Stored data entries
*** Block opens ***
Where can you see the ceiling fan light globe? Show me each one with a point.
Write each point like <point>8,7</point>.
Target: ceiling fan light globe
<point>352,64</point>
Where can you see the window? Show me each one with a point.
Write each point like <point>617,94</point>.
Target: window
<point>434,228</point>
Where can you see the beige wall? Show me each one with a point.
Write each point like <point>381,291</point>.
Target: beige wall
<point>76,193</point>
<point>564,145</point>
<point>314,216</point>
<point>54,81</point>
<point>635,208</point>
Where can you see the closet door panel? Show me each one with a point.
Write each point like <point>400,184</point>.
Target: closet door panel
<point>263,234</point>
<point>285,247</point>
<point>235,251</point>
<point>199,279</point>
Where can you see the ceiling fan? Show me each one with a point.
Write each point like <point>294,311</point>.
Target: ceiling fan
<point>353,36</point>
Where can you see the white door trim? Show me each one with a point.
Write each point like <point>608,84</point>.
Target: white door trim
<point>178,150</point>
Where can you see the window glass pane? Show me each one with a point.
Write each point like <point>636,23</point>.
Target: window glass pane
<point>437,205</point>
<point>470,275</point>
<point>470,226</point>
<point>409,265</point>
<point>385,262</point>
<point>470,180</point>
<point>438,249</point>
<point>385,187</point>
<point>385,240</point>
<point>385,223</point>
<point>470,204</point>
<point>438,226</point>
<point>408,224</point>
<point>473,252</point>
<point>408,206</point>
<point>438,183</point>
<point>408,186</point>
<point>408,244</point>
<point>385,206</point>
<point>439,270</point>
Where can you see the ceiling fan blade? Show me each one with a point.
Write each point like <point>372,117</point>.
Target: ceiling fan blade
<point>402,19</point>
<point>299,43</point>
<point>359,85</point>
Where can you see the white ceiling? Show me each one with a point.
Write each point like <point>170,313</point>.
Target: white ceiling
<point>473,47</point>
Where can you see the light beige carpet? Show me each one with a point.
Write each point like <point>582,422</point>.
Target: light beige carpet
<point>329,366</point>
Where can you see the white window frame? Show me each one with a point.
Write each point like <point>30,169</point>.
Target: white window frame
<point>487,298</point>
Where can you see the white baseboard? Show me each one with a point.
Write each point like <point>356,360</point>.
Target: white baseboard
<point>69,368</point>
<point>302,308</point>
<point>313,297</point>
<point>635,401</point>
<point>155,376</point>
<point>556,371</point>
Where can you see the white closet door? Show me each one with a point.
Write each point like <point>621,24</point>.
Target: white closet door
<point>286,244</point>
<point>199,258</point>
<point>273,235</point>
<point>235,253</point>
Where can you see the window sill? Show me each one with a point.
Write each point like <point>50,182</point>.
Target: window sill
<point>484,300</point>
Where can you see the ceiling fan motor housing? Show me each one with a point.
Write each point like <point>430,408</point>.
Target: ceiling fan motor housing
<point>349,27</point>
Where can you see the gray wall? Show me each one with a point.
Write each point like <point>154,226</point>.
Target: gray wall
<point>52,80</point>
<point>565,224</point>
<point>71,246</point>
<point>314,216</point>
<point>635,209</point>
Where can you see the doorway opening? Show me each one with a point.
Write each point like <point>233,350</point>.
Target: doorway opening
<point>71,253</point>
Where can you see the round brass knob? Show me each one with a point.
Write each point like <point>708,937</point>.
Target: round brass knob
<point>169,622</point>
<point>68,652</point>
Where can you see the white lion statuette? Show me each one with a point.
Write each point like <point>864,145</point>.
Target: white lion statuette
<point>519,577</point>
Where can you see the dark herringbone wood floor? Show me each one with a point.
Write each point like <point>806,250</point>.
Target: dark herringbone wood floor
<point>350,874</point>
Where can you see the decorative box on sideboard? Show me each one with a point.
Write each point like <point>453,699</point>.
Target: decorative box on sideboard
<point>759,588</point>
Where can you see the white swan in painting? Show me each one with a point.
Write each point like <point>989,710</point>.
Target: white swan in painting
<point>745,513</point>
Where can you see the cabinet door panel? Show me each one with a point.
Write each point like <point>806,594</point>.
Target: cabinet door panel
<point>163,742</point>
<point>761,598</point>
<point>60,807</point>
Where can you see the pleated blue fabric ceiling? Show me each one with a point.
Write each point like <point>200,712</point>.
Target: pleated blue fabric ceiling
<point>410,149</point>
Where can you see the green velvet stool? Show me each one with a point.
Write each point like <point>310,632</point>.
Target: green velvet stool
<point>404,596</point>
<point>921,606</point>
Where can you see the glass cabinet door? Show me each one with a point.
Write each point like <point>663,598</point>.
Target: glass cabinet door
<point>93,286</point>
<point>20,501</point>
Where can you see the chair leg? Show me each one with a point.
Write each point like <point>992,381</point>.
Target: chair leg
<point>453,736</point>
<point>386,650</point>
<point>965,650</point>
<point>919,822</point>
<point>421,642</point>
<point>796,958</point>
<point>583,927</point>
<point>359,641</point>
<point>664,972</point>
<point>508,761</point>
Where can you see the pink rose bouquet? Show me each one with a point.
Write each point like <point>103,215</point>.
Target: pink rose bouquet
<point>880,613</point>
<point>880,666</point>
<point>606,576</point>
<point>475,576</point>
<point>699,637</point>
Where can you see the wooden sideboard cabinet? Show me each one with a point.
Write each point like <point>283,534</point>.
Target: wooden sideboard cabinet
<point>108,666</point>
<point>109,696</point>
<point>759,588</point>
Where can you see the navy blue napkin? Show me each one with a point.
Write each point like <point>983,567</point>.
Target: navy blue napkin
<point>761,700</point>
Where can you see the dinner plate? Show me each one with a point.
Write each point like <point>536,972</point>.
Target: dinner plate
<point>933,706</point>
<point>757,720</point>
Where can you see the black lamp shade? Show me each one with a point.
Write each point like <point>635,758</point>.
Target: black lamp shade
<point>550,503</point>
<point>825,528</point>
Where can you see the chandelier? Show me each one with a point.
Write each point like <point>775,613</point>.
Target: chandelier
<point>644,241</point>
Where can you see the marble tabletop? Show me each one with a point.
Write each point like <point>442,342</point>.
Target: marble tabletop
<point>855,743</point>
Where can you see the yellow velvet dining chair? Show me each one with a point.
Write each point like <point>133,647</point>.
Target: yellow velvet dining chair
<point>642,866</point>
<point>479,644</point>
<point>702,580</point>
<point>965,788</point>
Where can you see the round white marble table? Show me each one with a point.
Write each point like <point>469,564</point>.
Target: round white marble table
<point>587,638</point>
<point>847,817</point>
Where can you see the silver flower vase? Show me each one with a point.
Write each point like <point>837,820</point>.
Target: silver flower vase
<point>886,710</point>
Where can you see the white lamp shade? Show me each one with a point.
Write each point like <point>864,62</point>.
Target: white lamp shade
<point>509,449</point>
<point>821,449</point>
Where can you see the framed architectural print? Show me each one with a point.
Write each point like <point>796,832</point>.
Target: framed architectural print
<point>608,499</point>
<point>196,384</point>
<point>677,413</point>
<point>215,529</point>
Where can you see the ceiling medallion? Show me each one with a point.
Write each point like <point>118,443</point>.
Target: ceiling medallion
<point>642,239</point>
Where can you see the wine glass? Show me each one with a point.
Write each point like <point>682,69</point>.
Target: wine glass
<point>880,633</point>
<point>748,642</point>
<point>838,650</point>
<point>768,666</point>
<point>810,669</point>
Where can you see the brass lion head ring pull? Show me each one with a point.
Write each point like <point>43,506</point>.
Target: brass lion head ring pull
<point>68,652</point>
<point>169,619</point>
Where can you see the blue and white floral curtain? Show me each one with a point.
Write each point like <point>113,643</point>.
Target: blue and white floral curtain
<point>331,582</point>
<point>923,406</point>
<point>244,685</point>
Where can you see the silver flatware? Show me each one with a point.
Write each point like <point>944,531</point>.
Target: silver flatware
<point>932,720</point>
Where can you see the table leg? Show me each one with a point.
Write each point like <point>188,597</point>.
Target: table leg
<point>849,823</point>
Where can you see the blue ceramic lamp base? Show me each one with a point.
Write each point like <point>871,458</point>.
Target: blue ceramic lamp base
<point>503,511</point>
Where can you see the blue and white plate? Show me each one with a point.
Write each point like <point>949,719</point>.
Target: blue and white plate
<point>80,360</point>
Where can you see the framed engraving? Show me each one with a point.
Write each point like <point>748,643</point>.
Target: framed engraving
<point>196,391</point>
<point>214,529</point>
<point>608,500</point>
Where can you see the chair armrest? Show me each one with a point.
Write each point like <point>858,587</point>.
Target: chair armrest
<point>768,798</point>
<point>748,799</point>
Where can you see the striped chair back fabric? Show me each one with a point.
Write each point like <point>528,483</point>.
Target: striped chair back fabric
*** Block closes ***
In the data above, which lines include "striped"? Return those lines.

## Solved exercise
Where can you see the striped chair back fabric? Show me each one with a point.
Target: striped chair back fabric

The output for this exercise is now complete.